### 所示内容 ###
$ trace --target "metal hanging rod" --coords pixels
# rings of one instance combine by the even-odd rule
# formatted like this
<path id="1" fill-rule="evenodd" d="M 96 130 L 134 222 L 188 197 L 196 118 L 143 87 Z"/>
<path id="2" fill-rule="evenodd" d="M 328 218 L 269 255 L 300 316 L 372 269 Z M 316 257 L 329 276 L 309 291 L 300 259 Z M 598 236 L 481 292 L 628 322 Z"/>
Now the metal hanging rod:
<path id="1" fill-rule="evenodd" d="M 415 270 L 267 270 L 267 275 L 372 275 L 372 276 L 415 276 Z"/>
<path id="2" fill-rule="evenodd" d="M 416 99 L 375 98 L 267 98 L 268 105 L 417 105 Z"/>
###
**待完成任务**:
请把上面的行填入一个两列 CSV，列名分别为"文本"和"答案"，每组行占一行：文本列写该组给出的内容，答案列写对应的回答，两个字段都用双引号括起，字段内的换行改成空格。

**回答**:
文本,答案
"$ trace --target ""metal hanging rod"" --coords pixels # rings of one instance combine by the even-odd rule # formatted like this <path id=""1"" fill-rule=""evenodd"" d=""M 96 130 L 134 222 L 188 197 L 196 118 L 143 87 Z""/> <path id=""2"" fill-rule=""evenodd"" d=""M 328 218 L 269 255 L 300 316 L 372 269 Z M 316 257 L 329 276 L 309 291 L 300 259 Z M 598 236 L 481 292 L 628 322 Z""/> Now the metal hanging rod:","<path id=""1"" fill-rule=""evenodd"" d=""M 415 270 L 267 270 L 267 275 L 372 275 L 372 276 L 415 276 Z""/> <path id=""2"" fill-rule=""evenodd"" d=""M 416 99 L 375 98 L 267 98 L 268 105 L 417 105 Z""/>"